▶ WHAT THE TASK ASKS
Your task is to restate exactly the lines from the one holding "Target: rolled shorts cuff" to the end of the entries below, inclusive.

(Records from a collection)
═══

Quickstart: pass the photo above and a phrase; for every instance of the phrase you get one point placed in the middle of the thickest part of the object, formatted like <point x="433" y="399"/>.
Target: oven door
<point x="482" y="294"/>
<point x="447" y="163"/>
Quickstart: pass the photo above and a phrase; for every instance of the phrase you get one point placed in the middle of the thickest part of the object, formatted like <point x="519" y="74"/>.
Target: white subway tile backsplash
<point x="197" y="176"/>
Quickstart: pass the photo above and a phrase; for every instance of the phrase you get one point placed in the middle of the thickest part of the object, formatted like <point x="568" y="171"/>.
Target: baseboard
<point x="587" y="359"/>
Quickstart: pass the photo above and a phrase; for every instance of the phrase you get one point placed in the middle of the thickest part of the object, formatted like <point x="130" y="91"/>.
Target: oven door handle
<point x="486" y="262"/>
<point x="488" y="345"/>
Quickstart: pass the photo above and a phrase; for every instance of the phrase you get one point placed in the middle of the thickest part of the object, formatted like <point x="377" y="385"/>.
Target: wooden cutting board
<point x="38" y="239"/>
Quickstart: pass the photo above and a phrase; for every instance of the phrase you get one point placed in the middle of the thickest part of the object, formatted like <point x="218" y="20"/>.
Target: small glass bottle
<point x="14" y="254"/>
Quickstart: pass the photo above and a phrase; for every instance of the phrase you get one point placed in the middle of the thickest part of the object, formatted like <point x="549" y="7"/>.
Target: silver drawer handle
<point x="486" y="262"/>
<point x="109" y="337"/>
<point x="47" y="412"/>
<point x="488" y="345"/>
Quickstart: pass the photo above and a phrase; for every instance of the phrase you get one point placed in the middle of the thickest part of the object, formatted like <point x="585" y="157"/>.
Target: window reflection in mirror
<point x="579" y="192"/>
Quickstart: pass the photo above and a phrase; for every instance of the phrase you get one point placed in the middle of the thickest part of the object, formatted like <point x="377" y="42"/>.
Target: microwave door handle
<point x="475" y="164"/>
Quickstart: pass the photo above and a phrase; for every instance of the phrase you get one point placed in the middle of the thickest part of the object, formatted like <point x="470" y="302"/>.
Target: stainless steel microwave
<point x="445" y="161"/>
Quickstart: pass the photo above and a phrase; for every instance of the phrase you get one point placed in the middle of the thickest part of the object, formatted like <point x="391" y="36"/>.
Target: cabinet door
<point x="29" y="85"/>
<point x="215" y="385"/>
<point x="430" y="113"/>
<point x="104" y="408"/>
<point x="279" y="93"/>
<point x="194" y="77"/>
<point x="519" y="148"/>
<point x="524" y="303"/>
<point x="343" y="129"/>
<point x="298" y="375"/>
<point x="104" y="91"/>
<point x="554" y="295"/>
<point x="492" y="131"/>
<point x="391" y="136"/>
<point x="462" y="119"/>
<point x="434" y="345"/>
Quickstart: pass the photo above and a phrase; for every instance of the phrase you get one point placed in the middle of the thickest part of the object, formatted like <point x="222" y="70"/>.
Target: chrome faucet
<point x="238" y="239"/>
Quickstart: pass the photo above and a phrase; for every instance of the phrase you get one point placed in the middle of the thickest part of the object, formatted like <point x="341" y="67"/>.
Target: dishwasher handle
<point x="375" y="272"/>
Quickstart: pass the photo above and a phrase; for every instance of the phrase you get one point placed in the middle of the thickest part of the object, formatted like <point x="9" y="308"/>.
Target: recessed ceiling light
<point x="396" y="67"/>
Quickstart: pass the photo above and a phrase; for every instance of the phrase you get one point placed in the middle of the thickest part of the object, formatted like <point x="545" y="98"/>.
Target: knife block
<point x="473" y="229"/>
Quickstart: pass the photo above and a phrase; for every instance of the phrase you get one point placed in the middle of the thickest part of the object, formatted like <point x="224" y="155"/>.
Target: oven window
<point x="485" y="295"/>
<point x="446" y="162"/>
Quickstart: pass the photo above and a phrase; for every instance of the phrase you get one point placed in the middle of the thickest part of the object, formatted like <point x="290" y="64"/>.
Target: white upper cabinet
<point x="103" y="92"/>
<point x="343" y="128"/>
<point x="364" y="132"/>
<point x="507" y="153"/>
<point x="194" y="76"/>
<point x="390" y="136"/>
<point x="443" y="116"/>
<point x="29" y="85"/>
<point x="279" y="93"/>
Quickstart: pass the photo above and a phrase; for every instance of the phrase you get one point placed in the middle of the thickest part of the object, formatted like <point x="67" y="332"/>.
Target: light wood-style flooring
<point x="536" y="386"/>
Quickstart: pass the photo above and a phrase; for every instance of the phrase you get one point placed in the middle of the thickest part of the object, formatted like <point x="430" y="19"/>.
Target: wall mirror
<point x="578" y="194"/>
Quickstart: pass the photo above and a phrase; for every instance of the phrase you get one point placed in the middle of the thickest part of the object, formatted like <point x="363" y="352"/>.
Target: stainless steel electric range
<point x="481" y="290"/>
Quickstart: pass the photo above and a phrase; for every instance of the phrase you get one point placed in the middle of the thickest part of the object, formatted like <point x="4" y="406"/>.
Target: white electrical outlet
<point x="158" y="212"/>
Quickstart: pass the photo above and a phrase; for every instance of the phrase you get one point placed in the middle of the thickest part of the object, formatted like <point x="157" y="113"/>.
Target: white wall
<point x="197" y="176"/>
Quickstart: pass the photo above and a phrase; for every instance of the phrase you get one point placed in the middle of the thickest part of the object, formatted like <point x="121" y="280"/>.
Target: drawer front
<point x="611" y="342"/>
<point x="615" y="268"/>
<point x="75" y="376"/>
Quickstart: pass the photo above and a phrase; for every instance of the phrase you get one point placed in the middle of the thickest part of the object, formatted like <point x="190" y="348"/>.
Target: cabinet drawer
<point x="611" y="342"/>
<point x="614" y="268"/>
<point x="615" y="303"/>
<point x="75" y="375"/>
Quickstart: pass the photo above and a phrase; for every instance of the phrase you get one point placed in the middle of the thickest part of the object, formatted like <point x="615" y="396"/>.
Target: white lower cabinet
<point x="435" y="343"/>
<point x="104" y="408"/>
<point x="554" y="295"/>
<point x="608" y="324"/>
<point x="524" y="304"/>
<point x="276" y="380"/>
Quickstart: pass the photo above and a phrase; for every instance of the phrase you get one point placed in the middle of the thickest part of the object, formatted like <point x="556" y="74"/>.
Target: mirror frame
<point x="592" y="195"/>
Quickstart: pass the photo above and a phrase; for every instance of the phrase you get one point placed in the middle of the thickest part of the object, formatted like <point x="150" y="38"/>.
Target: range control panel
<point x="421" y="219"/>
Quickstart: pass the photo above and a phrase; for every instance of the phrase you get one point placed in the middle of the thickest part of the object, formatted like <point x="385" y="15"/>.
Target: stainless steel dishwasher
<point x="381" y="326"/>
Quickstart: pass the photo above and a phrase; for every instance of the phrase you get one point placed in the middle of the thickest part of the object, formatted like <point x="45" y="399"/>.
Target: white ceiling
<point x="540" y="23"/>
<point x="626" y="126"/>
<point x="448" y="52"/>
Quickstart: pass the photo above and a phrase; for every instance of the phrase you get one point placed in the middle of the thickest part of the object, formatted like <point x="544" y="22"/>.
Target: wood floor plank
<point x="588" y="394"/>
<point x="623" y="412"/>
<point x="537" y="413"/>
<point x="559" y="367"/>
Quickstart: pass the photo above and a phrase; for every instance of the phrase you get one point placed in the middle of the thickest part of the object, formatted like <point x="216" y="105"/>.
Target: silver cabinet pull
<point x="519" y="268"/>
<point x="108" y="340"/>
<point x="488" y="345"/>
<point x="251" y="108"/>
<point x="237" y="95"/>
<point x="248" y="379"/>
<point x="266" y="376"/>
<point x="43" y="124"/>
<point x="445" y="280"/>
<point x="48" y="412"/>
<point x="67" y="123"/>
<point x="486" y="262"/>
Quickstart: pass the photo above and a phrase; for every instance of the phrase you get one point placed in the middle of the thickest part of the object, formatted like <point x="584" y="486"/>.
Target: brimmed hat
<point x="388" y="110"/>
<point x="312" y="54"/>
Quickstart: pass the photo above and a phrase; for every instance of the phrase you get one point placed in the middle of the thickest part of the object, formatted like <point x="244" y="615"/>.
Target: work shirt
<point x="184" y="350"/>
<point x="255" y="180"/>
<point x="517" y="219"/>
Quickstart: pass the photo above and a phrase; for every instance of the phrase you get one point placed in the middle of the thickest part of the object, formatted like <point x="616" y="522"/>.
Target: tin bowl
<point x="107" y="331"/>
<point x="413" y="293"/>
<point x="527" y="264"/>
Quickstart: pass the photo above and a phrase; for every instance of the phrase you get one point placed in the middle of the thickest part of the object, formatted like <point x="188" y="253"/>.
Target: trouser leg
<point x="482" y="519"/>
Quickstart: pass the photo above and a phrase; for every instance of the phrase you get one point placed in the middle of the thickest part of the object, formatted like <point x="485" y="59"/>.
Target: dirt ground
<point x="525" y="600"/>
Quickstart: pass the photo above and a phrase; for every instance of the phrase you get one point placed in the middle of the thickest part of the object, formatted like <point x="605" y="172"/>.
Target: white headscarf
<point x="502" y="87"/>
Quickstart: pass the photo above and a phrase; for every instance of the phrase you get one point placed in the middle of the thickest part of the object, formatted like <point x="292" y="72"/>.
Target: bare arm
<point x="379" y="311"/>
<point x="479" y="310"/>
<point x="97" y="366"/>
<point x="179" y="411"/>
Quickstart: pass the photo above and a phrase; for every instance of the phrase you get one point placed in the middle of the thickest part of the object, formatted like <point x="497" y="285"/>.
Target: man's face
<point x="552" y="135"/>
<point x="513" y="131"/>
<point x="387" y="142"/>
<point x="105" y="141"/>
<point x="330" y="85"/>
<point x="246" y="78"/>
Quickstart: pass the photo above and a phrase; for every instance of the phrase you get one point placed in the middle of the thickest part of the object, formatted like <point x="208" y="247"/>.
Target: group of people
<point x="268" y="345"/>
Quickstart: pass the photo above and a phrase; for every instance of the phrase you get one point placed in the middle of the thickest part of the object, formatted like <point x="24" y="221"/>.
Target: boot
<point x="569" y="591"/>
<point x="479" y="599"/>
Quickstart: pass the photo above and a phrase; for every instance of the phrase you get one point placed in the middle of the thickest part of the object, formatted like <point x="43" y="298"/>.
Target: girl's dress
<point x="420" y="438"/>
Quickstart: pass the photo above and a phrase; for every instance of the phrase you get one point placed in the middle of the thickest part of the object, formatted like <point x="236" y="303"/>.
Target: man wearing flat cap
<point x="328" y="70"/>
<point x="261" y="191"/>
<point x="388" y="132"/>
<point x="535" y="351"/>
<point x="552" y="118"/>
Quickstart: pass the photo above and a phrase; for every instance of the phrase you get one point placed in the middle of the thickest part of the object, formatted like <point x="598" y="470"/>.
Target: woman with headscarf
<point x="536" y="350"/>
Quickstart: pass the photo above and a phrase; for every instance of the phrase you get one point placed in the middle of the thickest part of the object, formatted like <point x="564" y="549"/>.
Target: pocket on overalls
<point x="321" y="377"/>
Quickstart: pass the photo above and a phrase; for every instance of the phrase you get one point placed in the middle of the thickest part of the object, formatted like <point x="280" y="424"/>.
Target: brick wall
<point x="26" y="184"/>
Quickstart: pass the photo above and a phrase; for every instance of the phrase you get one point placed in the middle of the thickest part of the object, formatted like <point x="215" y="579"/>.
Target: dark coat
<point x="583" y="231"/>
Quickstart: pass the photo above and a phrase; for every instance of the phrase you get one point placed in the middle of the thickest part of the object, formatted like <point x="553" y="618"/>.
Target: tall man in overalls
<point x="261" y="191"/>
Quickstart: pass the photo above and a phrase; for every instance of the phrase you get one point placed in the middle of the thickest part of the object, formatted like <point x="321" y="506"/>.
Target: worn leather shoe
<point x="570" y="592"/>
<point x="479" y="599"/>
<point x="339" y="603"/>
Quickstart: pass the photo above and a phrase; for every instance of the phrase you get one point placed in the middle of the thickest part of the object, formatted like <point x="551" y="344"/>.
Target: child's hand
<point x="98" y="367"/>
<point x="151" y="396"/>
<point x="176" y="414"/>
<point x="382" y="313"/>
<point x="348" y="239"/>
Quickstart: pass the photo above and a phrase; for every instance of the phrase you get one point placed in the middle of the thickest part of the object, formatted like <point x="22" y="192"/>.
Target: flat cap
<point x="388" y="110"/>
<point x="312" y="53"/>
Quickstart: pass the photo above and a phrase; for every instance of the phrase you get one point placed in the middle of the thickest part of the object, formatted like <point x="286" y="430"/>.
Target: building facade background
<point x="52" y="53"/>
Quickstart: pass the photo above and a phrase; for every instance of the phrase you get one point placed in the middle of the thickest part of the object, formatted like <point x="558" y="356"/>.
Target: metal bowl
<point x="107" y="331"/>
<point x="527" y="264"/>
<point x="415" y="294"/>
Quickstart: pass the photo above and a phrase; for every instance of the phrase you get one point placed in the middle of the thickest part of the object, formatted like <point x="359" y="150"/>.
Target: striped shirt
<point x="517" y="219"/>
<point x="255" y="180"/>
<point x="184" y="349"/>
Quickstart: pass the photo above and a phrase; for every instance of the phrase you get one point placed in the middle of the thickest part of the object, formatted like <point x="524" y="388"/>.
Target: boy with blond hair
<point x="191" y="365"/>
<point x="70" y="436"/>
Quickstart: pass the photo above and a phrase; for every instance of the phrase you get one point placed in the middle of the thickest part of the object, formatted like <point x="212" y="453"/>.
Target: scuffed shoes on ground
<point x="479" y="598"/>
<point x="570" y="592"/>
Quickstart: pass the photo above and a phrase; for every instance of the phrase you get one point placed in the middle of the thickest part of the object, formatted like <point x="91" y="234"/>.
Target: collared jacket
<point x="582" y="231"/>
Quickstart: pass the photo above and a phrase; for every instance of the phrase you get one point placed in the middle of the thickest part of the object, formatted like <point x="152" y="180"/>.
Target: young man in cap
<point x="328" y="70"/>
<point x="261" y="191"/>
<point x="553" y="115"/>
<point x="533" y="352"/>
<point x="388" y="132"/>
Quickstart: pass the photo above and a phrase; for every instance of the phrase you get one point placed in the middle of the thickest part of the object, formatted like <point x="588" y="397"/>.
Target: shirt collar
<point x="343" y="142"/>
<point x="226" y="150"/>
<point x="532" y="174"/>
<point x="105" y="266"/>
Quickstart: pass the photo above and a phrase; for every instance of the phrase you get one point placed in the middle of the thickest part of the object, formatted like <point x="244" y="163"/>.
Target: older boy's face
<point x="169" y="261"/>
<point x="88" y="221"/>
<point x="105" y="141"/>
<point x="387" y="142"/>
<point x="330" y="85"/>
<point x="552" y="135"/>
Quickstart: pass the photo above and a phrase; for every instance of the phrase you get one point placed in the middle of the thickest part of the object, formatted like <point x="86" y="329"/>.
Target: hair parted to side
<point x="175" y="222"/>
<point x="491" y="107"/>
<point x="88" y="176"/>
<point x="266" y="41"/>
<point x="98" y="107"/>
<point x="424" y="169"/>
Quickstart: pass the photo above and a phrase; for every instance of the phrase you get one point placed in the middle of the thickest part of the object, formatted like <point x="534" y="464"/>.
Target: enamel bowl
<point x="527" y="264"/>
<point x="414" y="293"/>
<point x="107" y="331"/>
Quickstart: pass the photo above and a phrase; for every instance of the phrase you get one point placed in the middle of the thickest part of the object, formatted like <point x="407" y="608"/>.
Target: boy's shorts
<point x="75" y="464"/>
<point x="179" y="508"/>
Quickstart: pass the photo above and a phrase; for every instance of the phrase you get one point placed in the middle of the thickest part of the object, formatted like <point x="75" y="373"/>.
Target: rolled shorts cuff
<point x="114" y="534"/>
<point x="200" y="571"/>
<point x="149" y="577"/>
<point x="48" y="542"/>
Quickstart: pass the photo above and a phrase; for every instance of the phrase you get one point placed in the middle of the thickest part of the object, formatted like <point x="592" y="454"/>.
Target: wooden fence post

═══

▶ RESPONSE TO THIS EXERCISE
Target: rolled shorts cuff
<point x="114" y="534"/>
<point x="200" y="571"/>
<point x="149" y="577"/>
<point x="48" y="542"/>
Quickstart: pass the photo above and a phrase; for every instance of the phrase you get one point placed in the middle of the thickest part of the object, formatted like <point x="592" y="454"/>.
Target: wooden fence post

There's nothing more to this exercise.